| DATASET |

§

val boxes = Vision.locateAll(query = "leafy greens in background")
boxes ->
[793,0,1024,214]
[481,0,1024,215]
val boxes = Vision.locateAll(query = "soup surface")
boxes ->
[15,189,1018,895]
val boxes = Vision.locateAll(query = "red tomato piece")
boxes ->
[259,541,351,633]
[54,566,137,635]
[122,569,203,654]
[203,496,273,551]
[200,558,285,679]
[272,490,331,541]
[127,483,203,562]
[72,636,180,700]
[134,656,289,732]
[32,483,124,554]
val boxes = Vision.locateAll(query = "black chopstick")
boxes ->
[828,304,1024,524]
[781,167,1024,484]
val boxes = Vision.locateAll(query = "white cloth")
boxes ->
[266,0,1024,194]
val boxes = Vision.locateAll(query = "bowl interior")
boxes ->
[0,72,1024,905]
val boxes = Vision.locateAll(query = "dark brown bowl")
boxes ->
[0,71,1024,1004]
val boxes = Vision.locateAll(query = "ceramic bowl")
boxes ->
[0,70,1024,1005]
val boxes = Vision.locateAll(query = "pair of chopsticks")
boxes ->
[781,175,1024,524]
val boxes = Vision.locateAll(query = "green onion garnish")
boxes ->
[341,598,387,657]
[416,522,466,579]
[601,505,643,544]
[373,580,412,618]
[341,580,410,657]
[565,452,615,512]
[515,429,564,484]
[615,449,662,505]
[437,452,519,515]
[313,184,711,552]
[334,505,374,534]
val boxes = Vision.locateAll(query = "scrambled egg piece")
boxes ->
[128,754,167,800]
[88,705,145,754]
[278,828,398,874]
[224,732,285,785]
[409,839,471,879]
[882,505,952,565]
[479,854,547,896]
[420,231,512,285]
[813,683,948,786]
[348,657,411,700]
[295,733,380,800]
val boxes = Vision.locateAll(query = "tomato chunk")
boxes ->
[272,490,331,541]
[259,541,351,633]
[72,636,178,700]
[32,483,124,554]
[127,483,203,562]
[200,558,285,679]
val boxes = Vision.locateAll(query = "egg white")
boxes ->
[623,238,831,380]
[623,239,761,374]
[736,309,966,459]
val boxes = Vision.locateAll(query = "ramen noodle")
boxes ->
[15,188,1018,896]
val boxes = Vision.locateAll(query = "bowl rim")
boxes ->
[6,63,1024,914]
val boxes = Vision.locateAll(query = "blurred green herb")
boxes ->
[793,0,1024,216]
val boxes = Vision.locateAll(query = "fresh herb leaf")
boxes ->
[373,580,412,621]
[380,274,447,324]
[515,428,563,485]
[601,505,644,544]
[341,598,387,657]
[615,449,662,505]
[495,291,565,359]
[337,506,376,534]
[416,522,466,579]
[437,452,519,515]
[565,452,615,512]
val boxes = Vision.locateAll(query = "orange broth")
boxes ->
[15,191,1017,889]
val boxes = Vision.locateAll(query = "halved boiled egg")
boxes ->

§

| TASK DESCRIPTION |
Pick out every line in the records above that contains the word "bowl" and copy each one. Case counts.

| SOLUTION |
val boxes = Vision.locateAll(query = "bowl interior")
val boxes = Vision.locateAll(query = "dark brown bowl")
val boxes = Vision.locateAll(query = "ceramic bowl")
val boxes = Vision.locateAll(query = "bowl rim")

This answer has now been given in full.